------ Document segment
What’s your type? by Merve Emre is described well by it’s subtitle “The Strange History of Myers-Briggs and the Birth of Personality Testing”. It is the story of Katherine Cook Myers (1875-1968) and her daughter Isabel Briggs Myers (1897-1980) who developed the test based on the foundations her mother laid.
The Myers-Brigg Test presents users with a set of forced choice questions which it then converts into 16 personality types based on four axes: introversion/extraversion (E/I), thinking/feeling (T/F), sensing/intuition (S/N) and judging/perceiving (J/P). Your type is denoted by the four letters one from each axis.
I’m fairly sure I’ve taken a Myers-Briggs test in the past and I’ve completely forgotten the outcome, I’ve taken a related test more recently. For which I came out an “architect” – INTJ. I am proud of my label!
The story starts with Katherine Myers. It is fair to say that she was an unusual mother, writing a column on child-rearing “Diary of an obedience-curiosity mother” which was published for many years in the American Magazine. These were the notes of her highly structured programme of child-rearing, as applied to her daughter. They appear to have picked up a theme of the time, in using knowledge for self-improvement. There was a similar movement in Victorian Britain.
This episode leaves you with the impression of a fiercely intelligent woman channelling all her energy into the only outlet the society of her time gave her: the raising of her daughter. She had two other children who died young. Isabel’s marriage and departure was clearly a wrench for both mother and daughter.
------------
------ Stored data
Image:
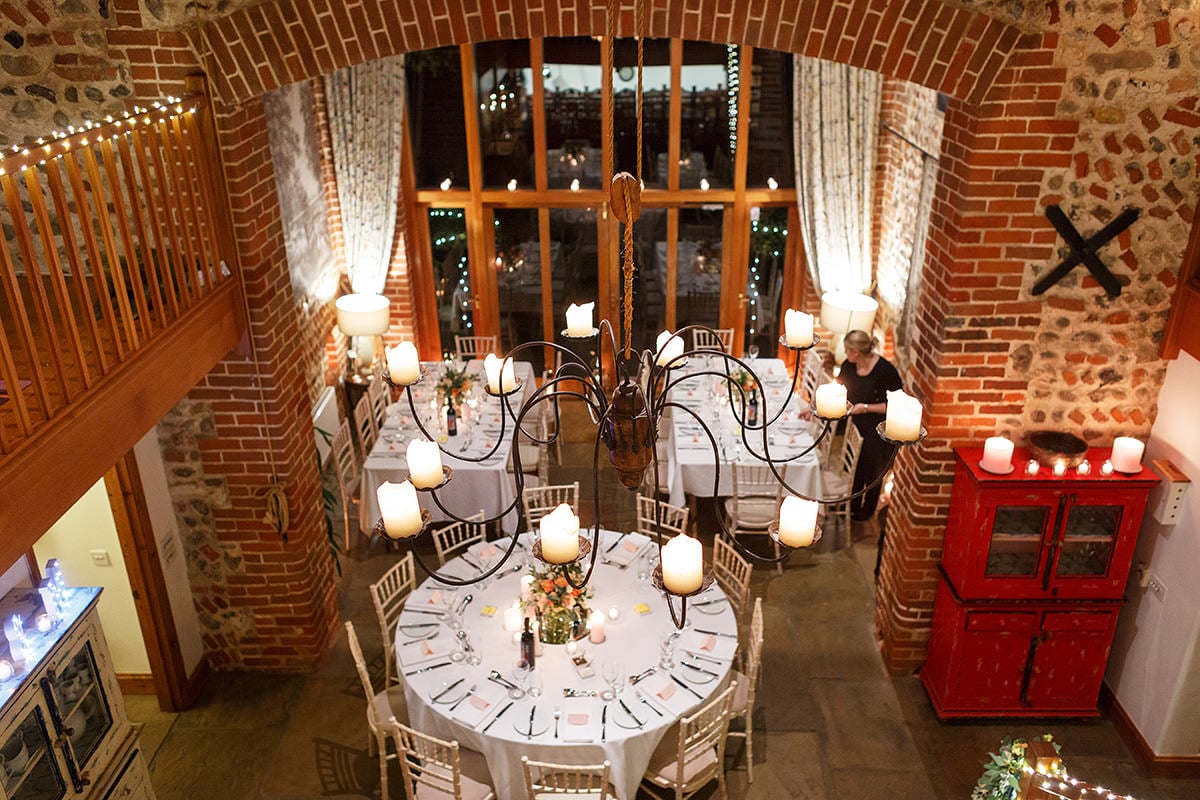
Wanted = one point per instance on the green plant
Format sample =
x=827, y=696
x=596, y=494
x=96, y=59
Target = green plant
x=1002, y=771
------------
[Task requirements]
a) In the review of the book on the history of Myers-Briggs, why does the reviewer say that Katherine Myers channeled all her energy into raising her daughter? Respond in one to three sentences.
b) Proceed with the review of the book on the history of Myers-Briggs, picking up where its final paragraph leaves off.

[Responses for each task]
a) The reviewer says that raising her daughter was the only outlet the society of her time gave her. The reviewer presents her as a fiercely intelligent woman who had no other avenue for her energy.

b)
Katherine then “found Jung”, the psychologist Carl Jung – more specifically Jung’s psychological types. This fitted with her desire to classify people, and find a place for each in society. Her mission then became to render Jung’s types into something more useable. She corresponded with Jung, and met him once. There was clearly a degree of hero worship and obsession in her interactions with him.
Katherine’s approach to type was very much an individualised “expert” one, Isabel’s contribution was democratisation – making a questionnaire and answer scheme such that customers could apply the tests themselves. Like her mother, Isabel was clearly very capable – winning a prize for her novel “Murder Yet To Come” in 1929. A second novel, “Give Me Death” sounds profoundly racist, it features a Southern family whose members commit suicide on discovering that their line contains “negro blood”. This reflects racist/eugenicist overtones in some of Katherine’s writings.
During the Second World War Isabel’s test was used at the Office of Strategic Studies (OSS) as part of a battery of tests applied to evaluate the suitability of people as spies. During the war, Katherine, amongst others tried to “diagnose” Adolf Hitler with a view to predicting the possible outcomes for the war. Unsurprisingly there predictions were not particularly useful.
After the war Myers-Briggs became involved in the Berkeley Institute of Personality and Assessment Research. This followed on from the OSS work and saw relatively small numbers of candidates taken on weekend “house-parties” for assessments. The candidates were a wide range of the great and the good, but scarcely any women.
Later the Myers-Brigg test moved to the East coast, to the Princeton Educational Testing Service (ETS) which designed and administered the SAT. For a number of years they tried to give the Myers-Briggs test a solid scientific foundation but were ultimately not satisfied with it. The original Jungian psychological types were somewhat subjective, and the Myers-Briggs test had a habit of providing different types on retesting.
The Myers-Briggs test was ultimately to find a home in the Centre for the Applications of Psychological Type (CAPT) which Isabel founded with Mary McCaulley, a psychologist from the University of Florida. Uptake of the Myers-Briggs Test grew enormously in the years after Isabel’s death in 1980.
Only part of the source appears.